[Task brief]
Reproduce the listing below verbatim.

[Rows]
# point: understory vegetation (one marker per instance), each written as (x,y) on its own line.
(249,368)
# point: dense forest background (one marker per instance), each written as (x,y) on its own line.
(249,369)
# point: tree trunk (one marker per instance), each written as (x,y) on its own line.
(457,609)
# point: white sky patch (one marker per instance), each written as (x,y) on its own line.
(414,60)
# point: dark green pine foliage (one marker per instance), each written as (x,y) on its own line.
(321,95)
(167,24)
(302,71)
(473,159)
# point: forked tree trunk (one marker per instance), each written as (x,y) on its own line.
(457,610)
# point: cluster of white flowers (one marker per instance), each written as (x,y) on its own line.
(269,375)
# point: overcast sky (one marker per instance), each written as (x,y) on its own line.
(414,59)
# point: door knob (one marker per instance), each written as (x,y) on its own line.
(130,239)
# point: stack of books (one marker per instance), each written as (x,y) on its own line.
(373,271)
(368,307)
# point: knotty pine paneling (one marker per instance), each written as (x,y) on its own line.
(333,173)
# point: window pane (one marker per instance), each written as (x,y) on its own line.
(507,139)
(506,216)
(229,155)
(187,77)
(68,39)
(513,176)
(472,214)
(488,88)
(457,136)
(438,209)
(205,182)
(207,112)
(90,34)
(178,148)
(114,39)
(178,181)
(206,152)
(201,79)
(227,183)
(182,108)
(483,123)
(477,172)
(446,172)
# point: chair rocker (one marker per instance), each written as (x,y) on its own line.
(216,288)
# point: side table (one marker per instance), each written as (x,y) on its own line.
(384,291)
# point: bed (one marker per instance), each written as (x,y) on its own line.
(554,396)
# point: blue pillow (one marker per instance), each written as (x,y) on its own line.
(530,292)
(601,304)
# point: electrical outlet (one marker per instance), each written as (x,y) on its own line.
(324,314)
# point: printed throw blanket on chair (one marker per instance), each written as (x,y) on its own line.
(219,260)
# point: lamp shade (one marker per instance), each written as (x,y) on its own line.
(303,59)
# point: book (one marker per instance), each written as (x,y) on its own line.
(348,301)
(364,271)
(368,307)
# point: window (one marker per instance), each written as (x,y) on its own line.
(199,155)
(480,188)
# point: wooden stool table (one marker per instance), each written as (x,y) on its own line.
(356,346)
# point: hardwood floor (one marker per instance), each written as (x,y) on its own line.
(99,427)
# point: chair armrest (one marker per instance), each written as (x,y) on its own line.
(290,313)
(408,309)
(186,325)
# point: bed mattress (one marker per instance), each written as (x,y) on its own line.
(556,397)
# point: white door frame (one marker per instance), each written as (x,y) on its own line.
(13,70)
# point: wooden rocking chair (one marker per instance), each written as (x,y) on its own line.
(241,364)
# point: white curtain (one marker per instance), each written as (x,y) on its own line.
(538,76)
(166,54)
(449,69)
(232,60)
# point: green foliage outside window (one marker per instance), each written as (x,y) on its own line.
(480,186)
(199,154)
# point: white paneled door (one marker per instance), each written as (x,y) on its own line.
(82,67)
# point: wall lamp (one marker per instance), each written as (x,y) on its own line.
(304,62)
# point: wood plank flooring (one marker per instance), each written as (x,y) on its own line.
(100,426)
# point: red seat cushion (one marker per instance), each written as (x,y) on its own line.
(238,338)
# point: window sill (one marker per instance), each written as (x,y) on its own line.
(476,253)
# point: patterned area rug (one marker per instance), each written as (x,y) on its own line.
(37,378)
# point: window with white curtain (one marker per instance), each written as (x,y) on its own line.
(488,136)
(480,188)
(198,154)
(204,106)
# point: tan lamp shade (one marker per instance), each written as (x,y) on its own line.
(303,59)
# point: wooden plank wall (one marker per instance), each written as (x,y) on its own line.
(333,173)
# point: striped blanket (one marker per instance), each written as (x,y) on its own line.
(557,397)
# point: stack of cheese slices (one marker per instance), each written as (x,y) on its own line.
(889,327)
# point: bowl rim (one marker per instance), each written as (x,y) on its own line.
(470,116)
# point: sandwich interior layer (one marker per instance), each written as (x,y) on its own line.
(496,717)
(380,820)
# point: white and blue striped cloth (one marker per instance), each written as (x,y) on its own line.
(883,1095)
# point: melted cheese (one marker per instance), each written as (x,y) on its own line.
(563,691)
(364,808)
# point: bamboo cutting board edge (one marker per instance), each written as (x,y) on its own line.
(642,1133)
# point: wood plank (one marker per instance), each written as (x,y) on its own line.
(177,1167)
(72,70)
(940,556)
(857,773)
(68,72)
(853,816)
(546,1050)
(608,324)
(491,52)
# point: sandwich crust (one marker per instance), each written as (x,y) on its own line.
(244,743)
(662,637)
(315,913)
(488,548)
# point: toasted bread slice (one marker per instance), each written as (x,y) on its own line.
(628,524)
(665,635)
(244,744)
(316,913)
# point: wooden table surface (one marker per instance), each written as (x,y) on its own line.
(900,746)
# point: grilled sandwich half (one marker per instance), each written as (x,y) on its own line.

[Answer in full]
# point: understory vegetation (one marker per instance), each written as (x,y) on its own line.
(249,368)
# point: dense forest background (one marker per instance), each written as (x,y) on its own line.
(249,369)
# point: tree trunk (one marker per instance), each written as (x,y) on its own line.
(457,609)
# point: white sky patch (one marker per instance), each written as (x,y) on its own line.
(414,60)
# point: dark green pine foliage (one marker per instance), each written as (x,y) on its own line.
(321,95)
(167,24)
(302,71)
(473,159)
# point: forked tree trunk (one marker per instance), each written as (x,y) on its own line.
(457,610)
# point: cluster of white flowers (one marker per instance), each written as (x,y) on its own line.
(269,375)
# point: overcast sky (one marker per instance), each written as (x,y) on its own line.
(414,59)
# point: door knob (one marker per instance), each written as (x,y) on its own line.
(130,239)
# point: stack of books (one marker per instance), each written as (x,y) on its own line.
(373,271)
(368,307)
# point: knotty pine paneling (one marker per instance), each written as (x,y) on its own line.
(333,173)
# point: window pane (one marker per instance), each written as (x,y) on its own line.
(507,139)
(506,216)
(229,155)
(187,77)
(68,39)
(513,176)
(472,214)
(488,88)
(457,136)
(438,209)
(205,182)
(207,112)
(90,34)
(178,148)
(114,39)
(178,181)
(206,152)
(201,79)
(227,183)
(182,108)
(483,123)
(477,172)
(446,172)
# point: chair rocker (one marker per instance), each written as (x,y) on its own line.
(216,288)
# point: side table (one marker per instance), each written as (x,y) on its own line.
(384,291)
# point: bed (one marker per instance), each written as (x,y) on its own line.
(554,396)
# point: blue pillow (one marker per instance), each written as (x,y) on its own line.
(530,292)
(601,304)
# point: electrical outlet (one marker per instance), each written as (x,y) on its own line.
(324,314)
# point: printed throw blanket on chair (one marker per instance), each written as (x,y) on its own line.
(219,260)
# point: lamp shade (one marker per instance), each written as (x,y) on its own line.
(303,59)
# point: book (one marker per instance), each written as (x,y) on its own line.
(348,301)
(364,271)
(368,307)
# point: window (one marker per instance), each written as (x,y) on its own line.
(199,155)
(480,188)
# point: wooden stool table (one marker per instance), each written as (x,y) on its own line.
(356,346)
# point: hardwood floor (one marker per instance), each written as (x,y) on its own line.
(99,427)
# point: chair armrest (one marker per instance), each written as (x,y) on its own line.
(290,313)
(408,309)
(186,325)
# point: bed mattress (one marker per instance), each written as (x,y) on its own line.
(556,397)
# point: white door frame (one marker per instance), each written as (x,y) on its own line.
(13,70)
# point: wooden rocking chair (one marker per instance), each written as (x,y) on its own line.
(241,364)
# point: white curtain (one marker per instance), each written as (x,y) on its own line.
(538,76)
(166,54)
(449,69)
(232,60)
# point: green foliage outside window (one marker per instance), each written as (x,y) on its own line.
(480,186)
(199,154)
# point: white paneled door (one marker per instance), each written as (x,y) on its own line.
(82,67)
# point: wall lamp (one marker per instance), each written as (x,y) on its own line.
(304,62)
# point: wood plank flooring (one marker per instance), each written as (x,y) on its own line.
(100,426)
# point: red seat cushion (one marker per instance), each written as (x,y) on its own line.
(238,338)
# point: window sill (one marker per instance), each written as (x,y) on its own line.
(476,253)
# point: patterned area rug (one marker per instance), each written as (x,y) on its own line.
(37,378)
# point: window with white curtain (one marker per instance), each written as (x,y) on its own line.
(488,136)
(480,188)
(198,154)
(204,106)
# point: tan lamp shade (one marker per instance), each written as (x,y) on its own line.
(303,59)
# point: wooden plank wall (one marker per instance), each written as (x,y) on its own line.
(333,173)
# point: striped blanket (one marker per instance), each written as (x,y) on its own line.
(557,397)
# point: stack of cheese slices (one marker per instance), each written as (x,y) on its own line.
(889,327)
# point: bowl rim (one marker per instance), each written as (x,y) on its own line.
(470,116)
# point: sandwich interior layer (one marker per instance), each written as (x,y) on its own line.
(496,717)
(380,820)
# point: white and blue striped cloth (one marker per instance), each written as (x,y) on its own line.
(883,1095)
# point: melted cheese (one marker per instance), each written as (x,y) on its own line.
(563,691)
(364,808)
# point: bamboo cutting board edge (one marker per instance), each written as (x,y) on its own line.
(642,1133)
# point: wood plank (one marker per instance), each written as (x,y) on its own line.
(177,1167)
(72,70)
(940,556)
(857,773)
(68,72)
(853,816)
(546,1050)
(608,324)
(491,52)
# point: sandwich crust (one marker per instance), each written as (x,y) on its own line.
(244,743)
(662,637)
(315,913)
(488,548)
# point: toasted bread slice (one marker per instance), each written as (x,y) on its own line.
(628,524)
(665,635)
(244,744)
(316,913)
# point: wooden table surface (one marker per instance), each written as (x,y) on its own line.
(900,746)
# point: grilled sandwich half (one marker per instance), each written as (x,y) on its own line.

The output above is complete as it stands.